▶ [Aim]: Rewrite only the part of the lines below that opens with the line containing "[locate] decorative iron" and runs through the end, adding 92 to every x and y point coordinate in the answers. Keep every other line in that part unchanged.

▶ [Supplied material]:

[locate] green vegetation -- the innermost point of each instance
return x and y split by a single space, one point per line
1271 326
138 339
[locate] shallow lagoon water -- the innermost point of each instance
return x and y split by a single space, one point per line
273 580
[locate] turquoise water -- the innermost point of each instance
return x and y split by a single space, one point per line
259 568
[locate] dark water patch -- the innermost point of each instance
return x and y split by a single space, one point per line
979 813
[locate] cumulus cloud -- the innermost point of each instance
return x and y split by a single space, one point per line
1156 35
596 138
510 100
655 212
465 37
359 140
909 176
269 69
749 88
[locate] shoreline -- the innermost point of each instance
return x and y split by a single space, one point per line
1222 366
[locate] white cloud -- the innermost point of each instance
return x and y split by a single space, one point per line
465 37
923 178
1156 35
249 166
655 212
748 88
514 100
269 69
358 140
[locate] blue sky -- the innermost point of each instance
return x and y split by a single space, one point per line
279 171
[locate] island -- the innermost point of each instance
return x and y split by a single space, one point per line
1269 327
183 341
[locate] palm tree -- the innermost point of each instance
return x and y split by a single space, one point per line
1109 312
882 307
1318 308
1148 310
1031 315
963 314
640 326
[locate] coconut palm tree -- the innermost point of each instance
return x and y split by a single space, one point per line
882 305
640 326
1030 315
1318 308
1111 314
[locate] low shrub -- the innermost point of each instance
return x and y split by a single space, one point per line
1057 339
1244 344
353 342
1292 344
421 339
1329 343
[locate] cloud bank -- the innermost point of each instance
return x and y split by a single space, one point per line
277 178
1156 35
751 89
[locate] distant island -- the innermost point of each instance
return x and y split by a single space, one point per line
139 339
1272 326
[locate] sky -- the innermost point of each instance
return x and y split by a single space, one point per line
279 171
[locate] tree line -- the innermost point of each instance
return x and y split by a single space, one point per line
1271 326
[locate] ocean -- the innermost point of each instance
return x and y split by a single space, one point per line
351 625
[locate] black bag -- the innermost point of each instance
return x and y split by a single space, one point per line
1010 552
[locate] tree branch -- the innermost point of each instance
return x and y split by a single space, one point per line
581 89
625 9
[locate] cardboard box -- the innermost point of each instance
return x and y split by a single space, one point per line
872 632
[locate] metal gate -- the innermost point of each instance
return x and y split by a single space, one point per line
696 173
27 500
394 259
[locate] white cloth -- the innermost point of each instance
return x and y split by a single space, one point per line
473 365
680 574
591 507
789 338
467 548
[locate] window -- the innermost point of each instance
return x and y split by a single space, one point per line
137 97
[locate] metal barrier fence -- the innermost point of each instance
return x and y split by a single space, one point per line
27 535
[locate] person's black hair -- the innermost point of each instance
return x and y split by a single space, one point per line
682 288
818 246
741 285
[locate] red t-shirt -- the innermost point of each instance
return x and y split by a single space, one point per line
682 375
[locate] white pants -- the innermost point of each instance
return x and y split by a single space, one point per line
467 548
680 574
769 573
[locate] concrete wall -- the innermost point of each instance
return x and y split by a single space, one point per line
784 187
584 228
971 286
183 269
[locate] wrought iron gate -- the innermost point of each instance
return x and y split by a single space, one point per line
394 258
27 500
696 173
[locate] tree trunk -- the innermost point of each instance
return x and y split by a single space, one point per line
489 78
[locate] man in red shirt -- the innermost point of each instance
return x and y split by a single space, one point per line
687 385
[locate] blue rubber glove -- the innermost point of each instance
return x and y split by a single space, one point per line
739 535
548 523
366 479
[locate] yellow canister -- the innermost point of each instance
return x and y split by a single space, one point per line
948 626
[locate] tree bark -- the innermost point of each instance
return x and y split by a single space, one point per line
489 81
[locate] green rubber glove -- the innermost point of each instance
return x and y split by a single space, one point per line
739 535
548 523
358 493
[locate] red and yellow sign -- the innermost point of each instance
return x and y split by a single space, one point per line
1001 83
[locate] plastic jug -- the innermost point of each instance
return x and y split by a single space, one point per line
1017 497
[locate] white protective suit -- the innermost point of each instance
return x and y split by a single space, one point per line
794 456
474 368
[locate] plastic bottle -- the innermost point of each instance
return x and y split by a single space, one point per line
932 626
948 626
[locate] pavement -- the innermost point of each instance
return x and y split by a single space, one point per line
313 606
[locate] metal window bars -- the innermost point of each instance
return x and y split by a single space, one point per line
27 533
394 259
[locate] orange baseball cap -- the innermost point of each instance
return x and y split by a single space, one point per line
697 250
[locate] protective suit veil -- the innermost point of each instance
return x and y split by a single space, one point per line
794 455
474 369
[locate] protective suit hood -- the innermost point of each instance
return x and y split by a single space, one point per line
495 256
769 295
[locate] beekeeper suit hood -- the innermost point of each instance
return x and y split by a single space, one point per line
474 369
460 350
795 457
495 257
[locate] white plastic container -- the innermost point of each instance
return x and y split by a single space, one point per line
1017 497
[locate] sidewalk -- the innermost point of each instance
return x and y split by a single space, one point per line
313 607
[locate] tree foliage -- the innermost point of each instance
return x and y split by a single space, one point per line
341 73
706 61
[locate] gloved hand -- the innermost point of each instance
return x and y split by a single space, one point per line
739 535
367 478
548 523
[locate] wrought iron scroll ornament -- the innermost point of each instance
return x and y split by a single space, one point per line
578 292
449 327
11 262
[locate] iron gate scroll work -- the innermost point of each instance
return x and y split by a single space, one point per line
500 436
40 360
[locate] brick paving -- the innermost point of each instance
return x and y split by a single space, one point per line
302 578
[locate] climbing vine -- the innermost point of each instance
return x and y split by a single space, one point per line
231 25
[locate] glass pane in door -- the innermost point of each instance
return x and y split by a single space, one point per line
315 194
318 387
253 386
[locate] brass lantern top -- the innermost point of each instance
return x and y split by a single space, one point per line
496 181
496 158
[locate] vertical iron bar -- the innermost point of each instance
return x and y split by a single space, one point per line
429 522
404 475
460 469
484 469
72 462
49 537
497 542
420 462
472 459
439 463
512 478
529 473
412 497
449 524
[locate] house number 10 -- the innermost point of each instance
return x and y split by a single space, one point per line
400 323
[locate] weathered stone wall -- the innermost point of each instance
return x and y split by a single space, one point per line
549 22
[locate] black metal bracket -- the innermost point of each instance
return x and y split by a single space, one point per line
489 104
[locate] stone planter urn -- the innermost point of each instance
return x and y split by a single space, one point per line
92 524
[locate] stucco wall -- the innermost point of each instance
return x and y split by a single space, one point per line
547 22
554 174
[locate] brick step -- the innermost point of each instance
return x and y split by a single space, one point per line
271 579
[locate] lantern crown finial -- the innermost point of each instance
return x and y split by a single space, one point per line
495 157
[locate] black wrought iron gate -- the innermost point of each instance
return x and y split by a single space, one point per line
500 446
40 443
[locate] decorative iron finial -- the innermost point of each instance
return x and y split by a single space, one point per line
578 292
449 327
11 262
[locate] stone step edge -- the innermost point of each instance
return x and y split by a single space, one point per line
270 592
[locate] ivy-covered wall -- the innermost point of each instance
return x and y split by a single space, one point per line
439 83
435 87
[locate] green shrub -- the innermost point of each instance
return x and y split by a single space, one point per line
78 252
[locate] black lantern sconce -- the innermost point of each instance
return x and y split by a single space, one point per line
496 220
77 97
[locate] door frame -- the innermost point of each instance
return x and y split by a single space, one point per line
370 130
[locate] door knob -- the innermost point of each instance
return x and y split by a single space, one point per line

▶ [Solution to the exercise]:
[locate] decorative iron finial -- the innermost point of each instance
return x and y split by a single space, one point per line
670 384
541 419
103 354
[locate] stone step edge -- the innermost point of each instance
return x and y split by a single space, one point per line
362 684
[locate] ivy-covered wall -- the innermost point of each instance
return x and y split by a single space, one point per line
531 175
527 179
[locate] green shrub -- the innermost point of each instance
return x and y split by a single space, one point per line
170 344
[locate] black lantern sconce -- the innermost point of each instance
return x and y split by a single space, one point per line
588 312
169 189
[locate] door frame -- the innermost point of each instance
return x and y split by a single space, one point per line
462 222
[locate] door knob -- the innermost point of each instance
return x and y split by a single space, one point per line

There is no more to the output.